_AVAILABLE DATA:_
○ ○ ○ ○

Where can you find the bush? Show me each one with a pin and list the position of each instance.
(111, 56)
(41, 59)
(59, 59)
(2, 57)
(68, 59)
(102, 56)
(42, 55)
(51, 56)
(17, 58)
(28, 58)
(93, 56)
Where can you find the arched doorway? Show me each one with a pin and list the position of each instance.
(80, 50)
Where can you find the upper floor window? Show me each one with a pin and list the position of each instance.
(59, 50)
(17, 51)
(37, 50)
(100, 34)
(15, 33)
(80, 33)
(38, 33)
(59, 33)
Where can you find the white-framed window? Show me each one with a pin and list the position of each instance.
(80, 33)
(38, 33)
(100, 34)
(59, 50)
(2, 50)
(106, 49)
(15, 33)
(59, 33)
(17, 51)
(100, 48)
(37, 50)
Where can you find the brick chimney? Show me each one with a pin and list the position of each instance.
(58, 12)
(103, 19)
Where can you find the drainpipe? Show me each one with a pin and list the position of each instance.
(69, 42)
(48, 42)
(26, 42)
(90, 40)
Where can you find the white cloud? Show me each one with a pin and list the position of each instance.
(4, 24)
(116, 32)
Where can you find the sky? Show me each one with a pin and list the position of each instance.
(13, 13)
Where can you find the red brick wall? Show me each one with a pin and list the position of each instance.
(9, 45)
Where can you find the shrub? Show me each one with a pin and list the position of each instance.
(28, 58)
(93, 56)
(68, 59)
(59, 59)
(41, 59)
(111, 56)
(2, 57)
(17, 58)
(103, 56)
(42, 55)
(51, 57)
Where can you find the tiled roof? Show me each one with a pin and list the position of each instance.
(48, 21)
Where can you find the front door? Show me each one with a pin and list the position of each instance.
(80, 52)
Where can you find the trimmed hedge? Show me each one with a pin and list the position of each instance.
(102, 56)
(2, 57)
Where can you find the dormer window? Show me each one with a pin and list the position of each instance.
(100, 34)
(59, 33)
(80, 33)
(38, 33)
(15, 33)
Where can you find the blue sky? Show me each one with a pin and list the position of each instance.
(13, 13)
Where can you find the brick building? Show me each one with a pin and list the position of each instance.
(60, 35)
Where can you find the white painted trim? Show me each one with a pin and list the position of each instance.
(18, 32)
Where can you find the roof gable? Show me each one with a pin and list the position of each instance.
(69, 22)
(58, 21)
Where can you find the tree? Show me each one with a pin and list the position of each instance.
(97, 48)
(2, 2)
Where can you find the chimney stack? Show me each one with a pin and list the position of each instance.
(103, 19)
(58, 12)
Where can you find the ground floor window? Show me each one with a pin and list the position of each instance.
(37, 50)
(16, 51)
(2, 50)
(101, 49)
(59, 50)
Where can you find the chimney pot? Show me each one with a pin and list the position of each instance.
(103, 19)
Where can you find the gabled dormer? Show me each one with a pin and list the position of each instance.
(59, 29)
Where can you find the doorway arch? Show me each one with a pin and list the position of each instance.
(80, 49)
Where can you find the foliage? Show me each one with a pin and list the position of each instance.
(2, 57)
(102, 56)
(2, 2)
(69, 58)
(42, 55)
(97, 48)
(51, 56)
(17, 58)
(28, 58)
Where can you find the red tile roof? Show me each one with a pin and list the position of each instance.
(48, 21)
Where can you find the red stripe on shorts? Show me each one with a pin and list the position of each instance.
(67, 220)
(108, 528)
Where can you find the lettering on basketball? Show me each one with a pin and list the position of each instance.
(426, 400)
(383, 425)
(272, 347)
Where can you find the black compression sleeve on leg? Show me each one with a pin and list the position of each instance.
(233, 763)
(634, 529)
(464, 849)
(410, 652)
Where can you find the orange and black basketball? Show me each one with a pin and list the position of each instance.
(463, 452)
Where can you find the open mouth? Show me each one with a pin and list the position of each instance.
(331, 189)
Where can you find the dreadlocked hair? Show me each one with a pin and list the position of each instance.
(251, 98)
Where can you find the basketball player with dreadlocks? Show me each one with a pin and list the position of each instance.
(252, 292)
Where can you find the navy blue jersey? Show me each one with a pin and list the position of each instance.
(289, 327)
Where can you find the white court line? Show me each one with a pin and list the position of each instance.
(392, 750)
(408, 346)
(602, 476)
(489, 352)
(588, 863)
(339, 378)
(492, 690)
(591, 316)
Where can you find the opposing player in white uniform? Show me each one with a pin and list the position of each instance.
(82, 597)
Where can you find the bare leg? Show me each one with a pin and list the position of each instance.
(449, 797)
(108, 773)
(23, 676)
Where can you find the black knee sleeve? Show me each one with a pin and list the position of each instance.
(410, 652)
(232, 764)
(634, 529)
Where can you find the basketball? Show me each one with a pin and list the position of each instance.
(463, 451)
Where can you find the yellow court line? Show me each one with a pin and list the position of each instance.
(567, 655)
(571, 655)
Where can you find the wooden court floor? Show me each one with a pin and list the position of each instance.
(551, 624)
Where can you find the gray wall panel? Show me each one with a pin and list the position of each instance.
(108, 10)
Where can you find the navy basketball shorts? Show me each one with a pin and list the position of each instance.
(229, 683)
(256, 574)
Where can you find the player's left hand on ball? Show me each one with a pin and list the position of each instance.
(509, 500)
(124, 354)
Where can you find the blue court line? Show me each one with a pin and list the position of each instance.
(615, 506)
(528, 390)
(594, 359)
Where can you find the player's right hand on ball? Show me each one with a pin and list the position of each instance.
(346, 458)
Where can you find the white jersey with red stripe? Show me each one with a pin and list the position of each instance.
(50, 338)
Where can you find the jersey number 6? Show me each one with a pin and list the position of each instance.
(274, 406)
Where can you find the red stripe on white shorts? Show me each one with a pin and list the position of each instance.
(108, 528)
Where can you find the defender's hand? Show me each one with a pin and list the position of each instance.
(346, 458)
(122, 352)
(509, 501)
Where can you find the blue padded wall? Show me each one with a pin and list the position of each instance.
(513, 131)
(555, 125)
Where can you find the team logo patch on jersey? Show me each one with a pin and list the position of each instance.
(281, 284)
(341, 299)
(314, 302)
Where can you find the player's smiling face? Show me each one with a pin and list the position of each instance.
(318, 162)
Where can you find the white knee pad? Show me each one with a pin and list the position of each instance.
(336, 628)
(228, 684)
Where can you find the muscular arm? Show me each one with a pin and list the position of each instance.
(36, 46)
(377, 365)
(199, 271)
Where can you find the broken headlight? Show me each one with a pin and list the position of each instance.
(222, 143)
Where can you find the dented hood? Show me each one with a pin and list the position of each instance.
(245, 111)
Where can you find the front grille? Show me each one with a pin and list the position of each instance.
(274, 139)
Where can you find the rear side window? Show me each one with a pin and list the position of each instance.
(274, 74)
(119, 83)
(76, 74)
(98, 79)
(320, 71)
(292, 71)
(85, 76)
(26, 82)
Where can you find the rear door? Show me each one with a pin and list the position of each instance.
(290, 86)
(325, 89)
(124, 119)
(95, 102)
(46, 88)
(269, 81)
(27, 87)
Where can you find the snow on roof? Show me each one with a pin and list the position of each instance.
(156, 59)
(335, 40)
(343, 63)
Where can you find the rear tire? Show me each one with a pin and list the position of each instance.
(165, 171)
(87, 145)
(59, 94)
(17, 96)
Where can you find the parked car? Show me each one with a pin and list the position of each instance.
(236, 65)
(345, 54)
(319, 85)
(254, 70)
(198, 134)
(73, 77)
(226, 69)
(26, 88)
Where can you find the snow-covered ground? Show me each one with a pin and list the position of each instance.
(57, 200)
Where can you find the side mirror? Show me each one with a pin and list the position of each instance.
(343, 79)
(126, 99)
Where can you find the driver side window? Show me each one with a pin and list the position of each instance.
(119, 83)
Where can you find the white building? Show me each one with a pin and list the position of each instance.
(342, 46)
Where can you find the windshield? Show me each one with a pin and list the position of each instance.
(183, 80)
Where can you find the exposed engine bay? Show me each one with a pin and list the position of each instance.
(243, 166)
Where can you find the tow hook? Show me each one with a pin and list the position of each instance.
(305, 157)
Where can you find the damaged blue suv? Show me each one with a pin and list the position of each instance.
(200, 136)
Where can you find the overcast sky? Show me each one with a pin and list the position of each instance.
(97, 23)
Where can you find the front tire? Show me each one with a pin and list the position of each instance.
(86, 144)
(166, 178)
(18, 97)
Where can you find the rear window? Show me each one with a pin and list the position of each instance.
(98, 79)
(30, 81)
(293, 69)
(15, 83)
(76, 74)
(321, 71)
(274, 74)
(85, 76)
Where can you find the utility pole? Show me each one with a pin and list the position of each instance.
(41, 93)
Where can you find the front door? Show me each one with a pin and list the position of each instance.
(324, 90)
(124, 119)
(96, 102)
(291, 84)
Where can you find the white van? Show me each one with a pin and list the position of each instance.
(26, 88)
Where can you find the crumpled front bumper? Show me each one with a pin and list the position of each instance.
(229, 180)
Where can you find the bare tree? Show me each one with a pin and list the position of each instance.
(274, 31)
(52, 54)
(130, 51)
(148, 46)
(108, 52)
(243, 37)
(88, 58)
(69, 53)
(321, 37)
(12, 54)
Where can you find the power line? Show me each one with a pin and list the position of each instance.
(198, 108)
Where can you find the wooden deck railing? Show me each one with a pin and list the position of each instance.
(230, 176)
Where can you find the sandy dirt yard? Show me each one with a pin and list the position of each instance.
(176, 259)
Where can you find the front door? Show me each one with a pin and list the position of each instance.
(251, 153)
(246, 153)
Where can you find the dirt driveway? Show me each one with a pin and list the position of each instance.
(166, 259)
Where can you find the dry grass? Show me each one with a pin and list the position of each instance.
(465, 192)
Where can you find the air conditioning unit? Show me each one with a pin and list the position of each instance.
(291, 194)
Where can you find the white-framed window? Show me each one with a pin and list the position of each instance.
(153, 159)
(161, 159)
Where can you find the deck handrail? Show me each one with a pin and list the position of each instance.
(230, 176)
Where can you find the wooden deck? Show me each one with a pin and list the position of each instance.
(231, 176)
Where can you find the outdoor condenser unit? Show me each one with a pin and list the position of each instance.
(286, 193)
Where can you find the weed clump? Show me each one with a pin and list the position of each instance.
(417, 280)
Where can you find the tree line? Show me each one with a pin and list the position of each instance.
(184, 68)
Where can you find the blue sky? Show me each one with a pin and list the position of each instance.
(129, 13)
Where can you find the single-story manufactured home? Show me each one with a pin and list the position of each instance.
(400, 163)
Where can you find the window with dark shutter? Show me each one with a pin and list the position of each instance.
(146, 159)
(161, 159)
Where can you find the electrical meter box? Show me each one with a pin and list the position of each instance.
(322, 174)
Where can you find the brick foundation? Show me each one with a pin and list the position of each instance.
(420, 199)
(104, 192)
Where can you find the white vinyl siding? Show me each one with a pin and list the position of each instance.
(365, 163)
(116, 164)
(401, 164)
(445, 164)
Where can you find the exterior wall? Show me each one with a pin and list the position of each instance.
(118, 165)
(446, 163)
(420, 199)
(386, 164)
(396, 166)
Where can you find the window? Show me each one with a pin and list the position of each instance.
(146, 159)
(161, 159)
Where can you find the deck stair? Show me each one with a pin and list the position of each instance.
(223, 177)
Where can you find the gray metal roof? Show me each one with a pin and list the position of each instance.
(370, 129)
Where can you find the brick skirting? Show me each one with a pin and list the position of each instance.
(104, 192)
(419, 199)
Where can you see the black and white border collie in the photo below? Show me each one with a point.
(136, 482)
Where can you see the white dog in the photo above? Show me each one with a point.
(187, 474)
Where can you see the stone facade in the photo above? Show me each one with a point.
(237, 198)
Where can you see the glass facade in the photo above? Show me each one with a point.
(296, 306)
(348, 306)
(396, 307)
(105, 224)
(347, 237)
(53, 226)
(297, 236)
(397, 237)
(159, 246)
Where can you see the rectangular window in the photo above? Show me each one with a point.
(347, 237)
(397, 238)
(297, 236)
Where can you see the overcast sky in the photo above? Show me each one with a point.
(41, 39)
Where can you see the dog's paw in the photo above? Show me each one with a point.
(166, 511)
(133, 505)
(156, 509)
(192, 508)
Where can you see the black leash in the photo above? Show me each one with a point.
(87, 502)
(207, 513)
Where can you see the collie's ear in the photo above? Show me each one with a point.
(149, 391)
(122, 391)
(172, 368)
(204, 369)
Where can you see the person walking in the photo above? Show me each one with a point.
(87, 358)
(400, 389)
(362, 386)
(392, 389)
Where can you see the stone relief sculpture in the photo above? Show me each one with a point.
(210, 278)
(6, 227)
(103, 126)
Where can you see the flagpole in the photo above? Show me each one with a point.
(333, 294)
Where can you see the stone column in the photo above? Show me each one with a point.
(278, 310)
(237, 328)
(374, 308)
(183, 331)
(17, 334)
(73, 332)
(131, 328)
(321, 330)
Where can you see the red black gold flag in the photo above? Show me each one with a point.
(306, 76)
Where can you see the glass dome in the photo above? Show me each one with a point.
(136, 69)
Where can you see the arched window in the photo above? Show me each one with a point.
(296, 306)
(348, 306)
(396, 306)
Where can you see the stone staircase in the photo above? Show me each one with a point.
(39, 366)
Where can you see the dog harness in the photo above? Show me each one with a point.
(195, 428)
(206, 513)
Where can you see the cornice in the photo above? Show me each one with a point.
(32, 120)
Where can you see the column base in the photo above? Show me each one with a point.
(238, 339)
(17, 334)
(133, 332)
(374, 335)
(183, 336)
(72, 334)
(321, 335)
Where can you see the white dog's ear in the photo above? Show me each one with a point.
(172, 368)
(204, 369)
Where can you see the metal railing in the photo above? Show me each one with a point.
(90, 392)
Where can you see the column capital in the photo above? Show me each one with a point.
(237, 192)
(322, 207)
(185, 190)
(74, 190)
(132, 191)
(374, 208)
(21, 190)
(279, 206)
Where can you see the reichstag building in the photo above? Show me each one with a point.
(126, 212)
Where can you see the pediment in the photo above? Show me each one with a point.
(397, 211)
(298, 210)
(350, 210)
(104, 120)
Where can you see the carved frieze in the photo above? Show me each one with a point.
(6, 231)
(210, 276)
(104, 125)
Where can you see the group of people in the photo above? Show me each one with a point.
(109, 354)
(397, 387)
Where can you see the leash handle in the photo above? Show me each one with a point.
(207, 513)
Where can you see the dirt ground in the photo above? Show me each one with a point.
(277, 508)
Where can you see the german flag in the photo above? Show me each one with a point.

○ ○ ○ ○

_EXERCISE REQUIREMENTS:_ Repeat exactly, and only, the lines from the one containing "Where can you see the dog harness" through the last line above.

_RESPONSE TO THIS EXERCISE:_
Where can you see the dog harness in the photo above? Show me each one with a point.
(195, 428)
(206, 513)
Where can you see the cornice in the photo above? Show me each one with a point.
(32, 120)
Where can you see the column base in the photo above? Show me each one with a point.
(238, 339)
(17, 334)
(133, 332)
(374, 335)
(183, 336)
(72, 334)
(321, 335)
Where can you see the white dog's ear in the photo above? Show me each one with a point.
(172, 368)
(204, 369)
Where can you see the metal railing in the photo above? Show me each one with a point.
(90, 392)
Where can you see the column capital in the photo above? Show me each one with a point.
(237, 192)
(322, 207)
(185, 190)
(74, 190)
(132, 191)
(374, 208)
(21, 190)
(279, 206)
Where can you see the reichstag building in the photo above? Show me each one with a point.
(126, 212)
Where can you see the pediment in the photo above? Show me each one with a point.
(397, 211)
(298, 210)
(350, 210)
(104, 120)
Where can you see the carved frieze in the photo above? Show me each one with a point.
(6, 231)
(210, 276)
(104, 125)
Where can you see the group of people in the photo above? Show me each one with a point.
(109, 354)
(397, 387)
Where can you see the leash handle in the photo above? Show me each one with a point.
(207, 513)
Where can you see the dirt ground in the photo above? Show me each one with a point.
(277, 508)
Where can you see the german flag in the photo above? Show me each one with a point.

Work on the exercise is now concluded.